§ **Request**
Copy every one of the records below verbatim, omitting the picture markers.

§ **Working data**

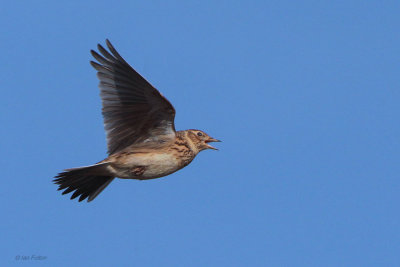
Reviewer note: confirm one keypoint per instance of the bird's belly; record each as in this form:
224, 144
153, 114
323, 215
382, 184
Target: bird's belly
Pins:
147, 166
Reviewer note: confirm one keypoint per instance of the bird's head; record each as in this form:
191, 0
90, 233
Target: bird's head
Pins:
200, 139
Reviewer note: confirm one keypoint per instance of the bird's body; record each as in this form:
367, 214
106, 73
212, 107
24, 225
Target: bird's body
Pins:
152, 160
141, 136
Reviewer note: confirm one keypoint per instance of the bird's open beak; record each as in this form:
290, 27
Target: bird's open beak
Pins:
212, 140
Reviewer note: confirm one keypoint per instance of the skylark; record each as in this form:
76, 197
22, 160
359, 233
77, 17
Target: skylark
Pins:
141, 137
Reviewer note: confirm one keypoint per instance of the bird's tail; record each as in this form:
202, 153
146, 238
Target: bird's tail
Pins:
87, 182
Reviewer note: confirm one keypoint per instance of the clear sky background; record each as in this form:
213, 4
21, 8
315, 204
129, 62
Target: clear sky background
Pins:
304, 94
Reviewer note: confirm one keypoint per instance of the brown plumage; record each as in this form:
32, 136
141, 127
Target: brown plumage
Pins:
141, 137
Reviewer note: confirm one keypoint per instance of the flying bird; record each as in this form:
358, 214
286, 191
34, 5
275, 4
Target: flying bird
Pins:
141, 137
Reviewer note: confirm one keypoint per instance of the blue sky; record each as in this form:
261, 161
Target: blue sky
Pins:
304, 94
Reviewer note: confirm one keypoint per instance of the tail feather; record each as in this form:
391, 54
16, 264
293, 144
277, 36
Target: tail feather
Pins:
87, 182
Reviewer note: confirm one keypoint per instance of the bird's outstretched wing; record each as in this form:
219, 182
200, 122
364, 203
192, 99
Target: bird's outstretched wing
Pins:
133, 110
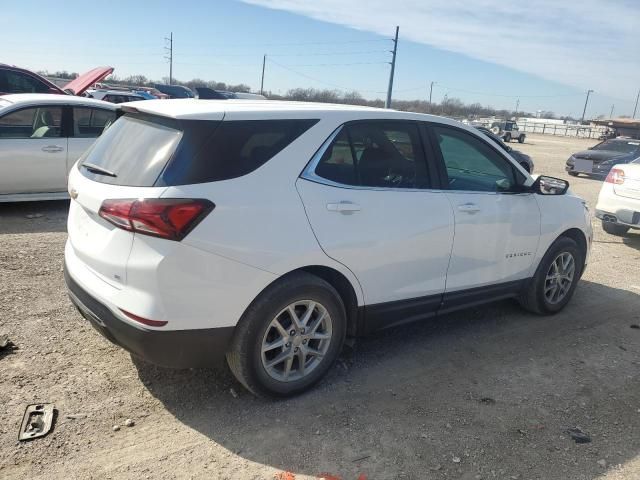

§ **Reply**
Reviewer note: confirm one keypoint per instance of the bird's belly; record each as in this form:
224, 144
153, 114
323, 215
382, 184
Target: bird's belly
Pins:
147, 166
Reviewer note: confirm one keypoint per instance of the bird's head; record each as in this form:
191, 0
90, 233
Target: bird's head
Pins:
200, 139
Reviewer note: confirm one keypoint per instance of the bird's body; record each as in this form:
367, 214
106, 73
212, 107
24, 225
Target: bird's body
Pins:
152, 160
141, 136
Reviewer note: confirm one keypoint per instance of the bird's open beak; record each as in this form:
290, 27
Target: bird's open beak
Pins:
212, 140
Reviewer note: confirm one keypoint per instance of the skylark; record each as in this form:
76, 197
22, 160
359, 233
77, 17
Target: skylark
Pins:
141, 137
Reviewer note: confirm one keypoint per instance of the bird's tail; record each as in this form:
202, 153
146, 238
Target: bird's tail
Pins:
87, 182
Reviewer note: confirm one keypoint per instance of the clear sky background; record each as in this form:
213, 4
21, 8
315, 204
129, 62
Target: clear sky background
Pins:
304, 94
Reviewer note: confirm one keypoint per instance of the brown plumage; record each as in this form:
32, 136
141, 127
Target: brown plumage
Pins:
141, 137
Reviewer note: confirm one keypoint per instance of the flying bird; record each as in this form:
358, 214
286, 191
34, 5
275, 4
Target: flying bird
Pins:
141, 137
Reviewer note: confirm one keypoint per instance of the blue sky; record each as in this form:
261, 161
Target: blue sky
Pins:
304, 94
Reviewer note: confirm one keypoint per instance of the tail feather; record each as in this form:
391, 54
16, 264
293, 144
277, 36
Target: tail feather
Pins:
87, 182
Reviewer note: confirm one keypoint per instance of the bird's outstretched wing; record each as in this form:
219, 182
200, 122
364, 203
192, 99
Target: bird's outstretched wing
Pins:
133, 110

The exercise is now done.